(Written task): Extract from the material below every line that contains the string "twig", matching case exactly, and copy each line in full.

(Input for this task):
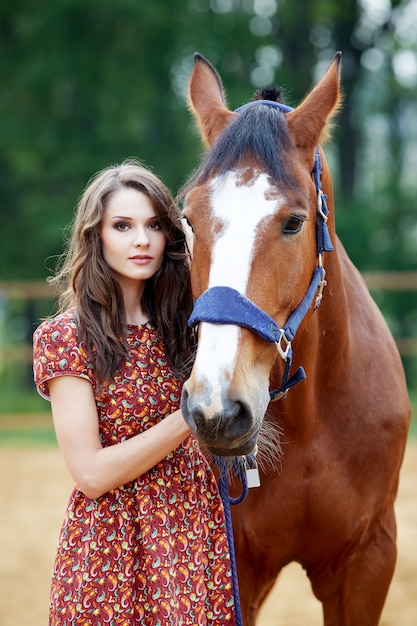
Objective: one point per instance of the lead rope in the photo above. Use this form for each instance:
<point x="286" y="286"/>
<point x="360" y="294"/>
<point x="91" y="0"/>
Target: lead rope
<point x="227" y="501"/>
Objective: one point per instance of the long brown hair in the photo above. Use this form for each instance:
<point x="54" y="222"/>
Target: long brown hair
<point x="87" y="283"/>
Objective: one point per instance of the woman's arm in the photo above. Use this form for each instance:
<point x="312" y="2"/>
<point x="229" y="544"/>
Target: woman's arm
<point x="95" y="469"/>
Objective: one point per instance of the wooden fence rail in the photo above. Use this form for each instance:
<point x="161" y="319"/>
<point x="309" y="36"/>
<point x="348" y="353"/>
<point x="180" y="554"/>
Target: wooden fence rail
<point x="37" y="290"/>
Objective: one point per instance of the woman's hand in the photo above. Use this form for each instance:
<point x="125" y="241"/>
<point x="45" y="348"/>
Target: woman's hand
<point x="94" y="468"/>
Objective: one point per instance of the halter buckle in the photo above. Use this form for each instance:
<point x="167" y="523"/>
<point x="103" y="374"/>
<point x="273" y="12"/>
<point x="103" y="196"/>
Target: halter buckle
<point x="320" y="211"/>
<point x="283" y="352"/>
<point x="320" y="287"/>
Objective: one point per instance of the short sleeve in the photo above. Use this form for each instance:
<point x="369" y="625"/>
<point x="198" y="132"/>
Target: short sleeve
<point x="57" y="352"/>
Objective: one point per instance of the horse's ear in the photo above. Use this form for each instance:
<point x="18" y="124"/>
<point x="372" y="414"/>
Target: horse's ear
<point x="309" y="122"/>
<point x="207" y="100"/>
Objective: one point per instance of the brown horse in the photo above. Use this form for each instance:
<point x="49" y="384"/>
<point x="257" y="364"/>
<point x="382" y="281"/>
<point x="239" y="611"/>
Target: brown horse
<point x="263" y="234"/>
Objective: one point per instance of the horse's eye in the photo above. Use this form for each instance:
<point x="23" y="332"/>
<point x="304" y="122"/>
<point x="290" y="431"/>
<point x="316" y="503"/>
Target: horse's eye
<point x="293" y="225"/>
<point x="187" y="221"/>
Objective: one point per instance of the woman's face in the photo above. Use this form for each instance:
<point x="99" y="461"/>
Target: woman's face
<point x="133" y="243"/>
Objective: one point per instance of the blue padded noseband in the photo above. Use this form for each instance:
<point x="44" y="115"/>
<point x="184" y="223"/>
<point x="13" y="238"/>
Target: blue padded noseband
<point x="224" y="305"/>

...

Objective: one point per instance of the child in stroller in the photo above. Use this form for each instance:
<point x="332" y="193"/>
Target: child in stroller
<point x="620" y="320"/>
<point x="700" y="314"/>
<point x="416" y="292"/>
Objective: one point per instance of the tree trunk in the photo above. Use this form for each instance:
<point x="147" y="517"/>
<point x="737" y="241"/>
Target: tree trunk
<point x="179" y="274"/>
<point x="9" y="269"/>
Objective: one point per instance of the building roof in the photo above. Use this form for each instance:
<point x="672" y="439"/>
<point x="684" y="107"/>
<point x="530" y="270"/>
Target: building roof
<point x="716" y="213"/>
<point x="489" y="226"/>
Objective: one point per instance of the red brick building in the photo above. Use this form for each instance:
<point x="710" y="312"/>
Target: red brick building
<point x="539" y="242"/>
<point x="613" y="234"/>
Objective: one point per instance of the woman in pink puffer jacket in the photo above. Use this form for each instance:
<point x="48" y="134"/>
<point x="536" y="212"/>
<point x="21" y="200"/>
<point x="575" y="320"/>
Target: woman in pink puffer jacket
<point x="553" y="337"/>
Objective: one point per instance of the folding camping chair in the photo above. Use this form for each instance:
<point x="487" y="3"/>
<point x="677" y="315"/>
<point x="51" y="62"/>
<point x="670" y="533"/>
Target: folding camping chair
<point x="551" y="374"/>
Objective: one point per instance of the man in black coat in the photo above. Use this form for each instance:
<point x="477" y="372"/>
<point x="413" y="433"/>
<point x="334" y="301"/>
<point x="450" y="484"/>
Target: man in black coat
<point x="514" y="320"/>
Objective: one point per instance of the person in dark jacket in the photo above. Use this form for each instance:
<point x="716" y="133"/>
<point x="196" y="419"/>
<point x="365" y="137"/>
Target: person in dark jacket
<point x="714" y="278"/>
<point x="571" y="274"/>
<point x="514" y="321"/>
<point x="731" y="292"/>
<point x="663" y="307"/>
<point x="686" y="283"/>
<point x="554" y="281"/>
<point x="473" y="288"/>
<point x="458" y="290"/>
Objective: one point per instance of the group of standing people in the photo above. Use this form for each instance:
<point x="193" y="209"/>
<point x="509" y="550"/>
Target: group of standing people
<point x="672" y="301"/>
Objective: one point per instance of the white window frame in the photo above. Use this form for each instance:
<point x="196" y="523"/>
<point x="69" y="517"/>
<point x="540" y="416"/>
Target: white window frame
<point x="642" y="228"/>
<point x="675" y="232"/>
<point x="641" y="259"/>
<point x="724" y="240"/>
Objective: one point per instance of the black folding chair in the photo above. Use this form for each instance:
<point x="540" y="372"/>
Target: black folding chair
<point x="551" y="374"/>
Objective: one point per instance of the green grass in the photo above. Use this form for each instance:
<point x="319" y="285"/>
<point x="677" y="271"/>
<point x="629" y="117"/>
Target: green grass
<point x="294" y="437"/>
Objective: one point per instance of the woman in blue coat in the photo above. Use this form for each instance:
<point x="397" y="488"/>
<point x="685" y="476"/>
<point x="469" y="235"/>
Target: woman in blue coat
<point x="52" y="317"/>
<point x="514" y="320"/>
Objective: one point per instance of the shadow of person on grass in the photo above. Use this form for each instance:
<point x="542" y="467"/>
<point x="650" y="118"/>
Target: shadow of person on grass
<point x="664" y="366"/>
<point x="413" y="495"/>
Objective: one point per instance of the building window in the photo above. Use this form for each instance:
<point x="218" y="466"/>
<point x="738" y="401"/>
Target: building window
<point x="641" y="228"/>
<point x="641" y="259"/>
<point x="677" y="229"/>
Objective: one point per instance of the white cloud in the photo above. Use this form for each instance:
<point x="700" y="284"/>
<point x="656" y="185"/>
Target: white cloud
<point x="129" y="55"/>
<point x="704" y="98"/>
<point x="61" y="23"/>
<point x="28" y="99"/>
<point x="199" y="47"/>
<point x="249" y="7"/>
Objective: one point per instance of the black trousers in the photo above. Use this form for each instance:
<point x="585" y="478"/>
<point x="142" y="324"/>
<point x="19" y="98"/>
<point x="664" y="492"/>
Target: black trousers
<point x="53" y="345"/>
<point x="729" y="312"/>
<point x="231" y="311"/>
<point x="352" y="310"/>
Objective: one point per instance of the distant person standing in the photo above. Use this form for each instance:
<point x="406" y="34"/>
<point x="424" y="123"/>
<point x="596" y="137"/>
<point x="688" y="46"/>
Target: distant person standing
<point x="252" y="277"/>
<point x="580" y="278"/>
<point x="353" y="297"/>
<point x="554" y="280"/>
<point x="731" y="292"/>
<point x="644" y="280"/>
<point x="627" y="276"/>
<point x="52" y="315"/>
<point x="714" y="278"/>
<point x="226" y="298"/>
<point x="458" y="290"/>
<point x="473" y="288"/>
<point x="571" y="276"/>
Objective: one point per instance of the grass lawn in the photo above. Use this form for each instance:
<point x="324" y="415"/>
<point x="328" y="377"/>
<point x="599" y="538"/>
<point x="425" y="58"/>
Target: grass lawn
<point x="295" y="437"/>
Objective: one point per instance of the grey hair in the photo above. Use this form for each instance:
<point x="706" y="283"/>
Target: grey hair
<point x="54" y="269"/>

---

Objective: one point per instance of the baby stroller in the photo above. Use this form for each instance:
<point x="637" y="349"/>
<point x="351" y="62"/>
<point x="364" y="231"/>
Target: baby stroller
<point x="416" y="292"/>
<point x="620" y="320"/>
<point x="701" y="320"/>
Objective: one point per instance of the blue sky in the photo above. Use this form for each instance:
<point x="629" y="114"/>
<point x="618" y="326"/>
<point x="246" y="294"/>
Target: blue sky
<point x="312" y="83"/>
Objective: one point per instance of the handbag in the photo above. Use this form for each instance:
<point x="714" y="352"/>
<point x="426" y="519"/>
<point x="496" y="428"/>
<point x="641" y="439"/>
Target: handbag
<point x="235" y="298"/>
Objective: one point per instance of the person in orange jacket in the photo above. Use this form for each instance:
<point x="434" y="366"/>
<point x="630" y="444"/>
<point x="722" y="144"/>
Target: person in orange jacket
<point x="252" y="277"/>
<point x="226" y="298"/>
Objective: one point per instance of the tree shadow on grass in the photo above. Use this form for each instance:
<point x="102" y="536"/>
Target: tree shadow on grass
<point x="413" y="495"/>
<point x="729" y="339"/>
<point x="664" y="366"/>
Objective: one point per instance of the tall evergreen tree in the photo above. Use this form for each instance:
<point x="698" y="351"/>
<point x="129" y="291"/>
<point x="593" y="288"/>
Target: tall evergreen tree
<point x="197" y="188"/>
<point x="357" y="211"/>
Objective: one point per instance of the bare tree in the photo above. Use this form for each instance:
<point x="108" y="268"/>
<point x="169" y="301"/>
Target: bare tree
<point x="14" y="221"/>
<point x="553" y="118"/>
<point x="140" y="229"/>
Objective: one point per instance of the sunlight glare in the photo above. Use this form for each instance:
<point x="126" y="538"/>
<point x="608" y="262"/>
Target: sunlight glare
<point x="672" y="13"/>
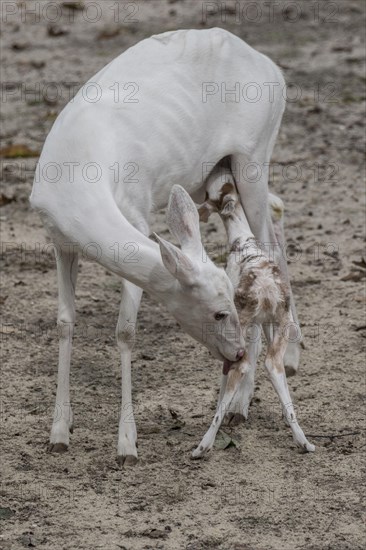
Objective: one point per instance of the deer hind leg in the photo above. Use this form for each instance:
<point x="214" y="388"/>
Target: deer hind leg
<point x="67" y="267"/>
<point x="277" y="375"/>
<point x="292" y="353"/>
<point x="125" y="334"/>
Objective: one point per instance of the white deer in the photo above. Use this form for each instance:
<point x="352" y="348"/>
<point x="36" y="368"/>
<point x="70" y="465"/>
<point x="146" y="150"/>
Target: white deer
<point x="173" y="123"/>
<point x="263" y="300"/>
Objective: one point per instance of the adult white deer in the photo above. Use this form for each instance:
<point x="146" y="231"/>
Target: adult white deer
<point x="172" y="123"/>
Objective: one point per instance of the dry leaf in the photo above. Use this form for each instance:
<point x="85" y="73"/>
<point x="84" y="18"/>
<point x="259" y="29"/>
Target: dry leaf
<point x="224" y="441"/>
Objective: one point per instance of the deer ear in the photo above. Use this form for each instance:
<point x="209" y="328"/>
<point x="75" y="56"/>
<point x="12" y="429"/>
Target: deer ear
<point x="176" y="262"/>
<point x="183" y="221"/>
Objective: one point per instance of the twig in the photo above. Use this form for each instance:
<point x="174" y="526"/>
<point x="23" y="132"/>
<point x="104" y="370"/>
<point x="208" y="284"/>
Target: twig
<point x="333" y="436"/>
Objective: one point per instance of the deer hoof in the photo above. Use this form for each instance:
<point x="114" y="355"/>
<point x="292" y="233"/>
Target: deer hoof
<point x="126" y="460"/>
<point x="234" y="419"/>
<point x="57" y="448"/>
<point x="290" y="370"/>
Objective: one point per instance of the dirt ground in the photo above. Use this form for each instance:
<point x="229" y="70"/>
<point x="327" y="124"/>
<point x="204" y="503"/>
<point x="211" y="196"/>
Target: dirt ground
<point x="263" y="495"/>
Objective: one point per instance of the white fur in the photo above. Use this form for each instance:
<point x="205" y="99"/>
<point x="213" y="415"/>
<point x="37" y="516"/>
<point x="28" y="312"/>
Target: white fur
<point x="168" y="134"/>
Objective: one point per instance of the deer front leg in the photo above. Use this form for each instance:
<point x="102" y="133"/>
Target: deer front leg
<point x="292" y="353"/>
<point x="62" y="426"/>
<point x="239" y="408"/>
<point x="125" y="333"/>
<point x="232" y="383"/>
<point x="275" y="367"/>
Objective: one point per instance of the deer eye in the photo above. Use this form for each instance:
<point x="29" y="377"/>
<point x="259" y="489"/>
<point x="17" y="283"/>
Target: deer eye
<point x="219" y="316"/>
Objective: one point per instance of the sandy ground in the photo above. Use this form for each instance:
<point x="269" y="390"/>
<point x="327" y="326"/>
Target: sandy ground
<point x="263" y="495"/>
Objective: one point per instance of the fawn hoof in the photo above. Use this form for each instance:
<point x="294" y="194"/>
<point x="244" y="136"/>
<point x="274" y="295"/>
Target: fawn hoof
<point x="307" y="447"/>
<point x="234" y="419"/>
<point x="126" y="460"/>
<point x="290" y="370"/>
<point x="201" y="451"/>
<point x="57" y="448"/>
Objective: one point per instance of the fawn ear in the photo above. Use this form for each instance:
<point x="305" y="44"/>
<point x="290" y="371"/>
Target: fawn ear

(Exercise solution):
Objective: one point per instance of the twig in the photo above. Use this form for each instance:
Target: twig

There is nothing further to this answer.